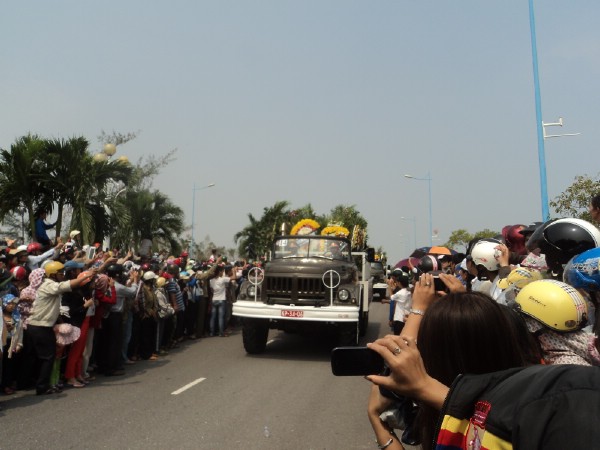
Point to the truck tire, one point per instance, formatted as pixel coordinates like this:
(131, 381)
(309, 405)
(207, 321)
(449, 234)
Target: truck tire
(348, 334)
(363, 324)
(254, 335)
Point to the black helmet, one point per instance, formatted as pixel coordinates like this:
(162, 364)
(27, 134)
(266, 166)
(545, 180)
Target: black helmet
(115, 270)
(561, 239)
(173, 269)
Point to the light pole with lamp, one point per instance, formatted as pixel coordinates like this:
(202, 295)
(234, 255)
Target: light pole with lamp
(194, 189)
(108, 151)
(414, 221)
(428, 179)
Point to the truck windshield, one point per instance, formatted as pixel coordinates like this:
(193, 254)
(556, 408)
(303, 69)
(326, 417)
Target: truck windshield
(311, 247)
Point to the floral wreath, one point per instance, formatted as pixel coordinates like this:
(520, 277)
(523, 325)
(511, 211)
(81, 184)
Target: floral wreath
(335, 230)
(304, 227)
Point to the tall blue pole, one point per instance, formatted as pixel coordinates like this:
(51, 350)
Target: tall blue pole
(538, 116)
(430, 214)
(191, 249)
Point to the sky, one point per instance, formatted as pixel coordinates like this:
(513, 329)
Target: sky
(324, 102)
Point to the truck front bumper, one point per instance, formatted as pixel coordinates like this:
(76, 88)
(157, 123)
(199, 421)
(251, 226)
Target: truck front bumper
(257, 310)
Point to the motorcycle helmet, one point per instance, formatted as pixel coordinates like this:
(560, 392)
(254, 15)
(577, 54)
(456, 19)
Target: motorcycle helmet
(34, 247)
(19, 273)
(484, 253)
(561, 239)
(554, 304)
(53, 267)
(583, 270)
(115, 270)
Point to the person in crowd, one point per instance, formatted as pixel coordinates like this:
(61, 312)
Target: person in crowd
(488, 257)
(126, 288)
(77, 303)
(175, 297)
(149, 317)
(400, 300)
(73, 241)
(12, 342)
(45, 313)
(445, 331)
(165, 314)
(555, 314)
(219, 285)
(41, 226)
(106, 297)
(34, 257)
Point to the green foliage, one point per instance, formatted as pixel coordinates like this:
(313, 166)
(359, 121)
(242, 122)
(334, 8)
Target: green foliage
(459, 239)
(575, 200)
(258, 235)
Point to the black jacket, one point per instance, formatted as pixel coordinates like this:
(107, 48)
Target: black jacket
(538, 407)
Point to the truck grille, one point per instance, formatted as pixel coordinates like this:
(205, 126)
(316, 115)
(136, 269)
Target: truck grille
(286, 290)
──────────────────────────────
REQUIRED WORK: Reproduce all of the items above, changing every occurrence of "pixel coordinates" to "image coordinates" and leaving everything else unchanged. Omit the pictures from your answer.

OUTPUT OF THE TASK:
Point to the truck tire, one point per instance, formatted as image coordinates like this:
(131, 381)
(309, 405)
(207, 321)
(449, 234)
Target: truck tire
(348, 334)
(363, 324)
(254, 335)
Point to the black helmet, one point per instance, formatted as image coordinates like this:
(162, 364)
(27, 134)
(266, 166)
(545, 180)
Target: black helmet
(115, 270)
(561, 239)
(173, 269)
Point to the light pole with lamp, one point per instance, formatted as image coordinates like this:
(202, 295)
(234, 255)
Target: light pole with lamp
(194, 189)
(108, 151)
(414, 221)
(428, 179)
Point to the truck windshield, one point per instance, formatted as image coordinates like this:
(193, 254)
(556, 408)
(303, 69)
(326, 417)
Target: truck windshield
(311, 247)
Point to the floral wreath, one point per instance, formatted as image coordinates like this:
(520, 277)
(523, 325)
(511, 211)
(81, 184)
Target: floral wreath
(335, 230)
(304, 227)
Point to the tall blue pole, one point per instance, formatted as image coordinates like this:
(51, 350)
Target: tall blue pole
(538, 116)
(430, 214)
(191, 249)
Point to the sky, one point per instance, formatted as image coordinates like this:
(513, 329)
Target: sky
(324, 102)
Point to the truck front bumper, one point per instance, formatted as image coordinates like this:
(76, 88)
(157, 123)
(199, 421)
(251, 226)
Target: truck front bumper
(257, 310)
Point to the motorcycle helmet, one point per instance, formatted as image coordinates like this:
(560, 392)
(254, 15)
(577, 54)
(456, 19)
Target: motorcycle helmet
(34, 247)
(19, 273)
(484, 253)
(561, 239)
(554, 304)
(53, 267)
(583, 270)
(115, 270)
Point to the person in crowd, one point per instance, formatted as image coordinates like this:
(61, 312)
Target: person in crowd
(488, 257)
(126, 288)
(77, 303)
(175, 297)
(149, 317)
(400, 300)
(73, 241)
(12, 342)
(45, 313)
(445, 331)
(165, 314)
(555, 314)
(219, 285)
(41, 226)
(106, 297)
(34, 257)
Point to the green foliage, one point per instance, formatted as image coordinates like this:
(313, 166)
(359, 121)
(242, 122)
(334, 8)
Target: green foliage
(459, 239)
(575, 200)
(258, 235)
Point to the black jacket, one point per instance, formatted as image coordinates like this:
(107, 48)
Target: black jacket
(538, 407)
Point to the truck grille, one point per instance, formatted as image coordinates like this:
(205, 126)
(316, 115)
(136, 269)
Target: truck grille
(286, 290)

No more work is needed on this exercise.